- TÂCHES DE L'EXERCICE
- a) Recopiez à l'identique le passage du texte sur la spécificité d'un test qui va de « 3. Exemple:Diagnostic de » à « virologique plus complet. ».
- b) Prolongez le texte sur la spécificité d'un test à la suite de sa dernière phrase.

- EXTRAIT À LIRE
Spécificité = Sp = VN / (VN + FP) |
La spécificité d'un test est déterminée en appliquant le test à un groupe d'individus dont on a la certitude qu'ils n'ont pas la maladie. Il est important de sélectionner un groupe comportant non seulement des patients chez qui l'absence de la maladie est évidente, mais aussi des patients porteurs d'autres maladies qui sont difficilement différenciables de la maladie pour laquelle le test est développé, en particulier des patients chez qui la présence de la maladie a d'abord été suspectée puis récusée.
3. Exemple:Diagnostic de l'infection par le VIH par la méthode ELISA. Ce test est appliqué chez 162 patients porteurs asymptomatiques du VIH dont le diagnostic a déjà été confirmé par un bilan virologique plus complet.

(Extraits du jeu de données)

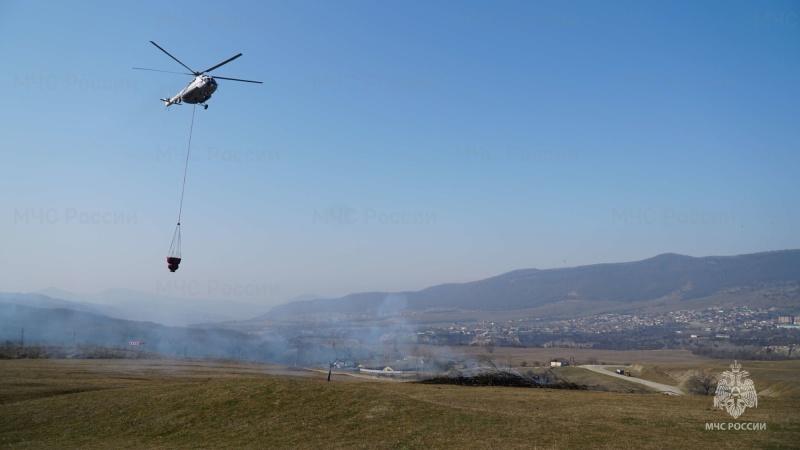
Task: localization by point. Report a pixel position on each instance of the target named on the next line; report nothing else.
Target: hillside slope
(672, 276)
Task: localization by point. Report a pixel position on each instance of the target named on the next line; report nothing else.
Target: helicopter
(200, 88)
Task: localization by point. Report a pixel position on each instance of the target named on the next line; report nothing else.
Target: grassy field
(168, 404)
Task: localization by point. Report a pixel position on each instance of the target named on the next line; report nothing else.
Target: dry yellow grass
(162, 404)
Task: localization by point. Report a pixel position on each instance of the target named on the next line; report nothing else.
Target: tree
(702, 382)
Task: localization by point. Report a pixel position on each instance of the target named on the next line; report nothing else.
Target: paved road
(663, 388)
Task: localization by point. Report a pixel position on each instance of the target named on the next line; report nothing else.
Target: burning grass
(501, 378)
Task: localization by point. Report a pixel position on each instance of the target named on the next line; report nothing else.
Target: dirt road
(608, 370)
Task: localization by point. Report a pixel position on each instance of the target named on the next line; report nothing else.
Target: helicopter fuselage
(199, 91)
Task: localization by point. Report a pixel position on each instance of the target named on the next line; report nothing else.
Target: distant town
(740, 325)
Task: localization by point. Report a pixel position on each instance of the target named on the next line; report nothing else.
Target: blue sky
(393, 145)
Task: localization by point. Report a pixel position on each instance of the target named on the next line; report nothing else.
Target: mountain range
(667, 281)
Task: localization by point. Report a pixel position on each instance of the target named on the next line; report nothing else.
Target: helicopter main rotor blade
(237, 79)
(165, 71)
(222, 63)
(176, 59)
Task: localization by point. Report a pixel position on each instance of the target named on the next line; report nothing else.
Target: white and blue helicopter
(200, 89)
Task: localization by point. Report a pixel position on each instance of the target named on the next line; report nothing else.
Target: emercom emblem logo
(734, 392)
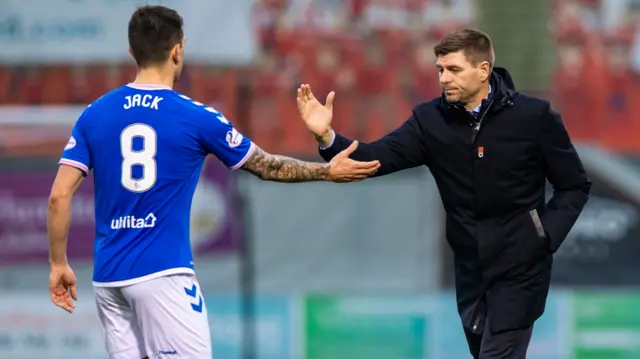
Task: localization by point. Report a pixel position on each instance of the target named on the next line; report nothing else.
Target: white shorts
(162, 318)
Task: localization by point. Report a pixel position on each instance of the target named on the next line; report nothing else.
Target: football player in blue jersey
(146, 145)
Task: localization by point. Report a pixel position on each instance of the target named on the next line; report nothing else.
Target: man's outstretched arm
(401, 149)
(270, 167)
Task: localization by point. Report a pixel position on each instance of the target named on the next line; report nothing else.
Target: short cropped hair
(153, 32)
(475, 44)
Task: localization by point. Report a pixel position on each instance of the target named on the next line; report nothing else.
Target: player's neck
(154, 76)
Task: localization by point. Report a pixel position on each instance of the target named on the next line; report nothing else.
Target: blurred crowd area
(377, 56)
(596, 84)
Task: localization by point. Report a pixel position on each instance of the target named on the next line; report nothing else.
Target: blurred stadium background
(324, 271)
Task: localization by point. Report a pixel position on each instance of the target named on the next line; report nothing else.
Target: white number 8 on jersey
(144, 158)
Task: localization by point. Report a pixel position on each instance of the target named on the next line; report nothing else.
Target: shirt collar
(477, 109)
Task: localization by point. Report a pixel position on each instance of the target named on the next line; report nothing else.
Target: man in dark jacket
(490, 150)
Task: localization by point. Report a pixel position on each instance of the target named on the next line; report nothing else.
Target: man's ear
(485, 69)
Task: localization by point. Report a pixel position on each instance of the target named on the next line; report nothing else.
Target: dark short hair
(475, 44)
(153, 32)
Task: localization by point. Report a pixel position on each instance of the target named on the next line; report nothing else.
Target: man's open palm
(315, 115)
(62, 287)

- RÉSULTATS PAR TÂCHE
- a)
3. Exemple:Diagnostic de l'infection par le VIH par la méthode ELISA. Ce test est appliqué chez 162 patients porteurs asymptomatiques du VIH dont le diagnostic a déjà été confirmé par un bilan virologique plus complet.

- b)
| VIH présent | VIH absent | total |
ELISA positif | 157 | 4 | 161 |
ELISA négatif | 5 | 1996 | 2001 |
total | 162 | 2000 | 2162 |
Se = 157 / 161 = 0,97 ou 97%
Sp = 1996 / 2000 = 0,998 ou 99,8%.
4. Choix d'un seuil de positivitéLe choix d'un seuil de positivité, dans le cas de tests quantitatifs, permet de définir la valeur à partir de laquelle le résultat sera considéré comme positif (dosage biologique).
Dans la pratique, ce choix dépendra de la gravité des conséquences des erreurs de classification:
- Si les conséquences d'une erreur de diagnostic par défaut (FN) sont graves et si les tests de confirmation de la présence de la maladie sont peu chers et peu dangereux, on choisira un seuil bas (dépistage de la phénylcétonurie chez le nouveau-né, dépistage de séropositifs au VIH chez des toxicomanes). On augmentera ainsi le nombre de VP, mais également celui des FP.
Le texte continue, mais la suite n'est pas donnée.